Team:Vanderbilt/Practices/Interlab

We saw the iGEM InterLab study as an opportunity for measuring genetic instability as part of the InterLab's wider effort to characterize these BioBrick devices. After cloning and measuring the reporter cassettes to contribute our data to the study, we continued propagating our transformed cells to see how quickly they lost fluorescent signal due to genetic instability. After three attempts of starting long-term measurement experiments, we were unable to propagate fluorescent cells over long periods of time. While we initially believed this to be a technical error, after hearing of a similar study conducted by the University of Texas at Austin's 2015 iGEM team, it turns out that our results were actually similar to theirs, and that the lack of fluorescence beyond a couple days was in face due to rather extreme genetic instability.

Hence, our own long-term study based on the InterLab reporter cassettes revealed a striking example of how evolutionary instability can lead to rapid loss of function of even the most rudimentary circuit element. Just as interestingly, our prior results looking at RFP-expressing cells over nearly month-long time spans did not exhibit this same dramatic loss of function. This is a clear indication of a mutation hotspot at work, and the University of Texas team has proposed that transposon hotspots may be the culprits in this case. Finding and eliminating hotspots like these with our optimization software may be able to achieve differences as pronounced as that between these highly-unstable InterLab cassettes and our RFP testing cassettes.

Referring expression data
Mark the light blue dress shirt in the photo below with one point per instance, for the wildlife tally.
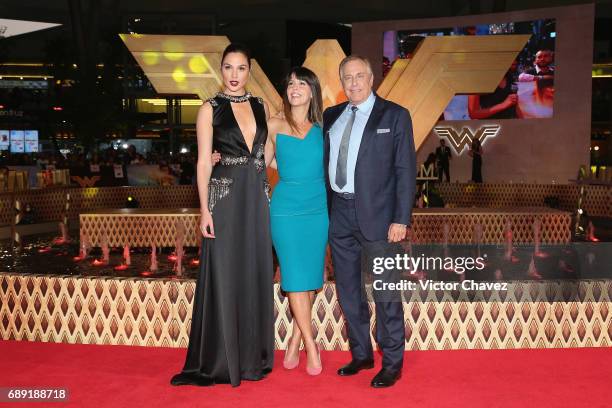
(335, 136)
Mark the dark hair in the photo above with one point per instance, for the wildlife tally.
(315, 111)
(237, 47)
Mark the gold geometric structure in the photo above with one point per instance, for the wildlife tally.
(323, 58)
(443, 67)
(142, 228)
(157, 313)
(191, 64)
(428, 225)
(48, 203)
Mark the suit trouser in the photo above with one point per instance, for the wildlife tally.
(346, 243)
(444, 169)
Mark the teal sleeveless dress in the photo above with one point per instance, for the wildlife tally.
(298, 210)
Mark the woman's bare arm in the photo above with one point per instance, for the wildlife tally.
(204, 166)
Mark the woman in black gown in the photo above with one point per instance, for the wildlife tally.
(232, 326)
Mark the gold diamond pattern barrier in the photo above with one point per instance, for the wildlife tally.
(157, 312)
(141, 228)
(48, 204)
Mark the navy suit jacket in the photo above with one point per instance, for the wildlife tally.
(385, 173)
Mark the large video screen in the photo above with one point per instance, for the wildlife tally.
(31, 141)
(17, 141)
(5, 140)
(526, 91)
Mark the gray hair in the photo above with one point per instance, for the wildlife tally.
(354, 57)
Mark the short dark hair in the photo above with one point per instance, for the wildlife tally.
(315, 111)
(237, 47)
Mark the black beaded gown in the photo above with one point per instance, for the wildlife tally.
(232, 326)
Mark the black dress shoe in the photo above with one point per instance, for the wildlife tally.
(355, 366)
(186, 379)
(385, 378)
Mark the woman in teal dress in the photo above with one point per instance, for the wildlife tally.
(298, 210)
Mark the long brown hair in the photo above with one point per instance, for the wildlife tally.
(315, 110)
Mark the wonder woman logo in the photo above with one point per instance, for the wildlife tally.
(460, 139)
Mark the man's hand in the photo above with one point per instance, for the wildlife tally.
(397, 232)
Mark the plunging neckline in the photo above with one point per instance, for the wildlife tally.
(299, 138)
(250, 150)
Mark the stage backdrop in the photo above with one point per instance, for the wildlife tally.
(541, 150)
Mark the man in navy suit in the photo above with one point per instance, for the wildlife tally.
(371, 175)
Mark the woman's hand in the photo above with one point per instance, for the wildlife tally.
(206, 225)
(215, 158)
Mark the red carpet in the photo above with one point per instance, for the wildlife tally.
(121, 376)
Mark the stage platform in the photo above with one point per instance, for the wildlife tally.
(145, 227)
(157, 312)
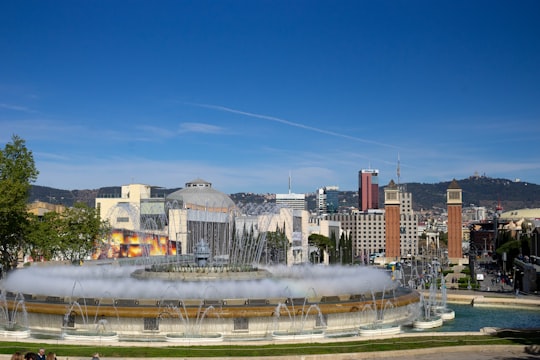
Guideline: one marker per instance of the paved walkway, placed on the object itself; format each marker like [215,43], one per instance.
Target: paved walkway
[495,352]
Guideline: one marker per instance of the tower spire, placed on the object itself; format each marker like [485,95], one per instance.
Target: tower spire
[398,171]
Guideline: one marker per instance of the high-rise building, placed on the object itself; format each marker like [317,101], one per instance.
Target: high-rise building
[292,201]
[392,220]
[368,189]
[454,207]
[327,200]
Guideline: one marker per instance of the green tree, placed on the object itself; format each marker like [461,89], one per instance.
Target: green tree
[71,235]
[80,230]
[17,172]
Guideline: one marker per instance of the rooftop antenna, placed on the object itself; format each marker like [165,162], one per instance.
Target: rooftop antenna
[290,182]
[398,171]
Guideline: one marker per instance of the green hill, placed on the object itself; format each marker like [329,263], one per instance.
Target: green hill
[477,190]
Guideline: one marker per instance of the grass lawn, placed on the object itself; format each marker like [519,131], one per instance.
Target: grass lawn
[508,337]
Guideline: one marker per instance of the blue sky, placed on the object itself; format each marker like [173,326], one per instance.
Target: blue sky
[244,93]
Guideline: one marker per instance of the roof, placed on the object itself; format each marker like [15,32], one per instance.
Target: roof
[199,193]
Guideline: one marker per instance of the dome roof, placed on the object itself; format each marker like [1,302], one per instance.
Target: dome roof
[199,194]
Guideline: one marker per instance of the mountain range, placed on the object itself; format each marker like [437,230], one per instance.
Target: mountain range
[477,191]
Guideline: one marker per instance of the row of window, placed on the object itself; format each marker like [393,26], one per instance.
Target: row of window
[152,324]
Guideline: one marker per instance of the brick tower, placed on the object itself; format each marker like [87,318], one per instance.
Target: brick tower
[391,220]
[453,203]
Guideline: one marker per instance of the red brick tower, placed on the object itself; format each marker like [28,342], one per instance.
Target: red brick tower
[455,236]
[391,220]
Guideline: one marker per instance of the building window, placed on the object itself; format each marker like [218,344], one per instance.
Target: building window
[241,324]
[151,324]
[321,320]
[69,320]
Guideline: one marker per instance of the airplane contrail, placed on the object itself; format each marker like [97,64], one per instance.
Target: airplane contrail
[290,123]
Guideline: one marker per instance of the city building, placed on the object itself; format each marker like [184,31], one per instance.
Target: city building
[455,235]
[368,189]
[291,201]
[327,200]
[370,232]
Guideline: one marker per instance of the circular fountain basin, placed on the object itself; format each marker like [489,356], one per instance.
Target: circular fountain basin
[297,334]
[378,331]
[15,333]
[85,335]
[421,324]
[182,338]
[444,312]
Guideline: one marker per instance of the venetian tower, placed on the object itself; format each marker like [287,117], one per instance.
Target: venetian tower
[391,220]
[453,203]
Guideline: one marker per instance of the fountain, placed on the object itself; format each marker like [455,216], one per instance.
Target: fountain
[297,318]
[208,274]
[14,318]
[441,309]
[428,319]
[199,307]
[379,326]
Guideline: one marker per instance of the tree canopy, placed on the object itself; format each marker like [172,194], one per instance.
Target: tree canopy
[17,172]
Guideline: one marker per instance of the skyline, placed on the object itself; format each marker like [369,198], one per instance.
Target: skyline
[244,94]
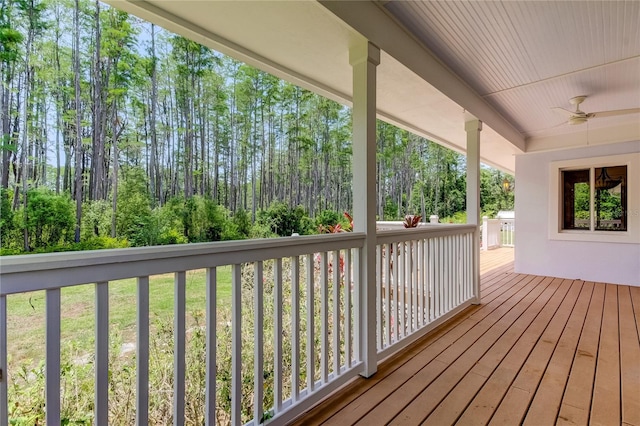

Problem
Copy the InterLab passage word for word, from "Team:Vanderbilt/Practices/Interlab" up to and including "extreme genetic instability.". Nothing in the rows is needed here.

Written response
Team:Vanderbilt/Practices/Interlab

We saw the iGEM InterLab study as an opportunity for measuring genetic instability as part of the InterLab's wider effort to characterize these BioBrick devices. After cloning and measuring the reporter cassettes to contribute our data to the study, we continued propagating our transformed cells to see how quickly they lost fluorescent signal due to genetic instability. After three attempts of starting long-term measurement experiments, we were unable to propagate fluorescent cells over long periods of time. While we initially believed this to be a technical error, after hearing of a similar study conducted by the University of Texas at Austin's 2015 iGEM team, it turns out that our results were actually similar to theirs, and that the lack of fluorescence beyond a couple days was in face due to rather extreme genetic instability.